Exercise. Please find every row below that contains the word "SELECT" and copy each of those rows. Case counts, so only matches with the same capitalization qualify.

◇ ◇ ◇ ◇ ◇

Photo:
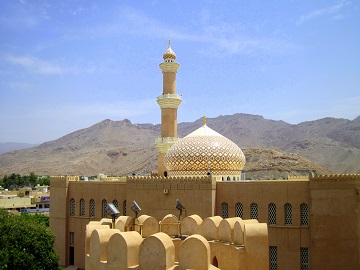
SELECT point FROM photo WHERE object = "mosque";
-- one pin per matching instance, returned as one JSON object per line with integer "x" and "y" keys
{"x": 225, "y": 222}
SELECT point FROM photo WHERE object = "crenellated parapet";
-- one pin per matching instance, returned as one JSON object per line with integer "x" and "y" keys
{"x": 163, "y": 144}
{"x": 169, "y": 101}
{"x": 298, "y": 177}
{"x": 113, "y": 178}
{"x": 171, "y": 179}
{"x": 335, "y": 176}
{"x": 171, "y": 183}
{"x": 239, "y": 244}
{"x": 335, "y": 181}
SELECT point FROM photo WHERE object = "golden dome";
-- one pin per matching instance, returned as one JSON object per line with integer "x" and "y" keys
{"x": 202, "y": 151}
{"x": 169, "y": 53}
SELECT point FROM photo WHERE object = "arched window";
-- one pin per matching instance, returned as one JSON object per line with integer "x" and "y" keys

◇ ◇ ◇ ◇ ◇

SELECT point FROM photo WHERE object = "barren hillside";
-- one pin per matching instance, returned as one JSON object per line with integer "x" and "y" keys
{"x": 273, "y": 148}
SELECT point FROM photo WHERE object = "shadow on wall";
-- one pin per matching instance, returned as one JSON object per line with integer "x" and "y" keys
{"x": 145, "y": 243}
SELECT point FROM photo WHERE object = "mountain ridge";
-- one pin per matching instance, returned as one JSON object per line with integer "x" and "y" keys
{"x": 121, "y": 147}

◇ ◇ ◇ ◇ ◇

Reply.
SELECT point FROM photo WHERE object = "mosque";
SELECT point FROM photo WHERE object = "crenellated parapet";
SELECT point FROM photo WHERE object = "golden dome";
SELECT point FROM photo WHERE object = "arched window";
SELECT point FROM photo WHERE object = "barren hillside";
SELECT point FROM photo WHERE object = "shadow on wall";
SELECT point FROM photo WHERE object = "mountain ridge";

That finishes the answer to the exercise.